■ What is needed
Print the data exactly. Pictures stay out.

■ Source material
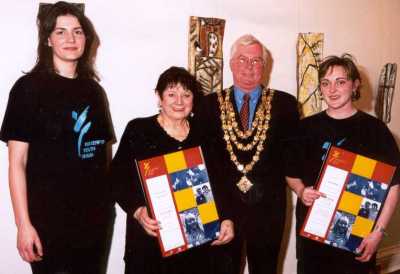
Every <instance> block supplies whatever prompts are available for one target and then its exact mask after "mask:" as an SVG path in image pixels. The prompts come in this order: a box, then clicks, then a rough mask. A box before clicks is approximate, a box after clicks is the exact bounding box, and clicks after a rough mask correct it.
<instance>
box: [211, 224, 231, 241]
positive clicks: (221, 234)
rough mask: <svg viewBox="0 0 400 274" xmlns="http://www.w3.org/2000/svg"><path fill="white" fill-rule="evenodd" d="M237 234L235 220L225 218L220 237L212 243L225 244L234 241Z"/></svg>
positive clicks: (221, 225)
mask: <svg viewBox="0 0 400 274" xmlns="http://www.w3.org/2000/svg"><path fill="white" fill-rule="evenodd" d="M234 236H235V232H234V229H233V222H232V221H231V220H223V221H222V223H221V229H220V231H219V236H218V238H217V239H216V240H215V241H213V242H212V243H211V245H224V244H227V243H229V242H230V241H232V239H233V237H234Z"/></svg>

■ Final answer
Every <instance> block supplies whatever prompts are available for one target and then its exact mask after "mask:" as an SVG path in image pixels. The prompts come in this order: a box, then clicks, then a rough mask. A box before clicks is approximate, a box after clicks is the exact bounding box, and clicks after a rough mask correct it.
<instance>
box: [211, 224, 231, 241]
positive clicks: (221, 234)
rough mask: <svg viewBox="0 0 400 274" xmlns="http://www.w3.org/2000/svg"><path fill="white" fill-rule="evenodd" d="M237 234L235 220L225 218L220 237L212 243L225 244L234 241Z"/></svg>
positive clicks: (221, 225)
mask: <svg viewBox="0 0 400 274" xmlns="http://www.w3.org/2000/svg"><path fill="white" fill-rule="evenodd" d="M234 236H235V232H234V229H233V222H232V221H231V220H223V221H222V223H221V229H220V231H219V236H218V238H217V239H216V240H215V241H213V242H212V243H211V245H224V244H227V243H229V242H230V241H232V239H233V237H234Z"/></svg>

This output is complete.